• **Written exercise**
Give back every line of the records below without changing anything.

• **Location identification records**
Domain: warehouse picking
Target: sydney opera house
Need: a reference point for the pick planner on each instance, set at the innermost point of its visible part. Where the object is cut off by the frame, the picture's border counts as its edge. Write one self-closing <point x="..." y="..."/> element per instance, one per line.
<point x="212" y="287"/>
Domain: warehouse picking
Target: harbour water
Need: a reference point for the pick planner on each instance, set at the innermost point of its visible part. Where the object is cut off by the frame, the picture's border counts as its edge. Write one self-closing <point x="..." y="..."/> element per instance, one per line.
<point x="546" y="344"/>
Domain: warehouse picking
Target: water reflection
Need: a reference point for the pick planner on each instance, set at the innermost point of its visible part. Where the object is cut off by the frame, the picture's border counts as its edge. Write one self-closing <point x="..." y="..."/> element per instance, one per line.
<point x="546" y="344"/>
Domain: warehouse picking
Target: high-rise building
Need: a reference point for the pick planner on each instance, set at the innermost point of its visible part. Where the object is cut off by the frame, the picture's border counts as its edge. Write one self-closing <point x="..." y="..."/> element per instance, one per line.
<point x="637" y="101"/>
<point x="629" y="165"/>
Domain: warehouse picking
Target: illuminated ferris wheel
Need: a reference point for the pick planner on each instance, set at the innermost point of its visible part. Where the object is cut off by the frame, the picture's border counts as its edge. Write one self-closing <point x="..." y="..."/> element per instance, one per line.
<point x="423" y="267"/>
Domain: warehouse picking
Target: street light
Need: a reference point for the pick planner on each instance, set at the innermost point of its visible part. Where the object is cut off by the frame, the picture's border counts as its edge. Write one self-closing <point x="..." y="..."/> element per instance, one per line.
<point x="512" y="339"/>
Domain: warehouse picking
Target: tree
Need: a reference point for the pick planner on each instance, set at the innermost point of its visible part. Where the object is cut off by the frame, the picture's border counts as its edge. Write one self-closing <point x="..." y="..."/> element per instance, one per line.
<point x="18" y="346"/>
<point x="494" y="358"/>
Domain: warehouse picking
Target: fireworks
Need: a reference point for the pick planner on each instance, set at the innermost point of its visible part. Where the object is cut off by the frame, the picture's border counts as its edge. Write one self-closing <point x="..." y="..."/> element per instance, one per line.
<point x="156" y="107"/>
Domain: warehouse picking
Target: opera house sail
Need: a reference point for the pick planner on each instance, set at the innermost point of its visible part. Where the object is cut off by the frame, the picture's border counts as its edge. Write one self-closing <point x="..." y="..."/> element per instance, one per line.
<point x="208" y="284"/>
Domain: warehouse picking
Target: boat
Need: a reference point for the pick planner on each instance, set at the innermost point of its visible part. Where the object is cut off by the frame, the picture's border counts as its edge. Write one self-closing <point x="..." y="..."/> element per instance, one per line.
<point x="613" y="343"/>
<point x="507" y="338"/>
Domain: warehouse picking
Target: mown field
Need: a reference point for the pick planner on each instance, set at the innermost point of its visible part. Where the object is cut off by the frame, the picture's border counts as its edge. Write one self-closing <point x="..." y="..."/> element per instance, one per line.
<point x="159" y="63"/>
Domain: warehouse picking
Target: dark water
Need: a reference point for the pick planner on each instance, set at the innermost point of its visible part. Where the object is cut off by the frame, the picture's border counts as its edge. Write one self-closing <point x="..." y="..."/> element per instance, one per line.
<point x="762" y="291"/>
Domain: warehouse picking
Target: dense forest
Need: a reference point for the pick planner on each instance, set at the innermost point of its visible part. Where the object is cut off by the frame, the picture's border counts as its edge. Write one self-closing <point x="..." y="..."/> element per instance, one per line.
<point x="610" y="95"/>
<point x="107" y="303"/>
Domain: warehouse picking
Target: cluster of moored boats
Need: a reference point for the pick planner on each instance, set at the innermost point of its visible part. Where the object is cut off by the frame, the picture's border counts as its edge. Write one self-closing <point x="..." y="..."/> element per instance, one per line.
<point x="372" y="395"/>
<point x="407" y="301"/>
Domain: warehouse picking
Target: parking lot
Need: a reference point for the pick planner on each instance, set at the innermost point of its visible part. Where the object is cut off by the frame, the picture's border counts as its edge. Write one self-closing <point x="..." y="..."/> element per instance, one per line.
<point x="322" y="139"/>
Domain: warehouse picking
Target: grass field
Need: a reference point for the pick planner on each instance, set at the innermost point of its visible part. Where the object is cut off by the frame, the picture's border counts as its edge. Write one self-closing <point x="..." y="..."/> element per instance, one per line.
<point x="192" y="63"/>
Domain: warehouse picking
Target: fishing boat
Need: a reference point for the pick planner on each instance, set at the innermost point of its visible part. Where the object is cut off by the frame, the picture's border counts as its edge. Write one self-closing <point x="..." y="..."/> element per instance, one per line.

• **Expected output**
Domain: warehouse picking
Target: sydney opera house
Need: a reference point for the pick planner on each instance, set at the innermost point of its visible part. Where the object is cut off by the frame, the picture's border counts as its edge. Write one self-closing <point x="..." y="..."/> element per instance, one per line.
<point x="212" y="287"/>
Domain: warehouse picking
Target: harbour water
Need: a reference point for the pick planner on each instance, set at the innermost point of its visible part. Where the object is cut off by the frame, the picture's border counts as its edge. Write one self-closing <point x="..." y="..."/> element per instance, one per line.
<point x="546" y="344"/>
Domain: warehouse picking
Target: water reflection
Need: a reference point for the pick planner on each instance, set at the innermost point of its visible part. Where the object is cut off by the frame, the picture's border counts as its edge. Write one self-closing <point x="..." y="..."/> element per instance, one per line.
<point x="546" y="344"/>
Domain: warehouse picking
Target: high-rise building
Need: a reference point for the pick planner on each instance, set at the innermost point of its visible part. Where the object is cut off by the frame, the picture's border counts as its edge. Write one self-closing <point x="..." y="..."/> element per instance, one per line.
<point x="637" y="101"/>
<point x="629" y="165"/>
Domain: warehouse picking
Target: illuminated ferris wheel
Need: a reference point for the pick planner on each instance, set at the innermost point of its visible part. Where the object is cut off by the frame, the picture's border counts as its edge. Write one self-closing <point x="..." y="..."/> element per instance, one per line.
<point x="423" y="267"/>
Domain: warehouse picking
Target: street light
Need: a reference point for the pick planner on each instance, set at the innermost point of its visible part. Where the object is cut off by the frame, the picture's border counts as its edge. Write one self-closing <point x="..." y="..."/> element per instance, one per line.
<point x="512" y="339"/>
Domain: warehouse picking
Target: tree
Need: a reference point for the pick planner on each instance, set at the innermost point of its visible part. Where the object is cut off by the frame, the picture's border counts as its edge. Write one self-closing <point x="..." y="..."/> element per instance, one per line.
<point x="18" y="346"/>
<point x="494" y="358"/>
Domain: warehouse picking
Target: fireworks
Need: a reference point for the pick planner on each instance, set at the innermost point of its visible part. Where the object is cut off by the frame, the picture's border counts as its edge. Write one self-closing <point x="..." y="..."/> element per instance, one per line.
<point x="156" y="107"/>
Domain: warehouse picking
Target: opera house sail
Need: a reference point for the pick planner on each instance, set at the innermost point of its visible part. Where the object is cut off by the frame, the picture's border counts as its edge. Write one self-closing <point x="..." y="..."/> element per instance, one per line.
<point x="208" y="284"/>
Domain: warehouse picking
Target: boat
Need: a reference point for the pick planner on each instance, set at the innermost point of its visible part. Where the object is cut off by the frame, the picture's border counts as its edge. Write one self-closing <point x="..." y="..."/> element per instance, one per line.
<point x="613" y="343"/>
<point x="507" y="338"/>
Domain: warehouse picking
Target: mown field
Need: a reference point for the pick planner on each instance, set at the innermost point of its visible part. Where the object is cut off by the frame, the picture's border counts as its edge. Write one self-closing <point x="..." y="..."/> element per instance, one per line.
<point x="159" y="63"/>
Domain: warehouse picking
Target: dark water
Need: a reference point for the pick planner on each instance, set at the innermost point of its visible part. Where the object is cut off by the frame, the picture's border counts as its edge. Write one self-closing <point x="..." y="..."/> element per instance, one per line.
<point x="762" y="291"/>
Domain: warehouse picking
Target: dense forest
Need: a reference point for the pick planner on each instance, set at the innermost point of its visible part. Where the object is cut off by the frame, the picture's border counts as its edge. Write one self-closing <point x="..." y="..."/> element per instance, one per line.
<point x="610" y="95"/>
<point x="107" y="303"/>
Domain: warehouse picking
Target: cluster of moored boats
Need: a reference point for the pick planner on each instance, set at the innermost point of its visible part. Where the object is cut off by the frame, the picture's border counts as its edge. Write one self-closing <point x="..." y="..."/> element per instance, one per line.
<point x="372" y="395"/>
<point x="407" y="301"/>
Domain: warehouse picking
Target: parking lot
Need: a reference point for the pick planner on each instance, set at the innermost point of its visible part. Where the object is cut off by the frame, the picture's border counts as its edge. Write one self-closing <point x="..." y="..."/> element per instance, one per line.
<point x="322" y="139"/>
Domain: warehouse picking
Target: grass field
Need: a reference point for the pick planner on each instance, set at the innermost point of its visible part. Where the object is cut off by the frame, the picture's border counts as its edge. Write one self-closing <point x="..." y="..."/> element per instance, one per line.
<point x="192" y="63"/>
Domain: warehouse picking
Target: fishing boat
Need: a reference point for the pick planner on each instance, set at the innermost point of its visible part. Where the object is cut off by the frame, the picture's border counts as its edge. Write one self-closing <point x="..." y="..."/> element per instance, one per line.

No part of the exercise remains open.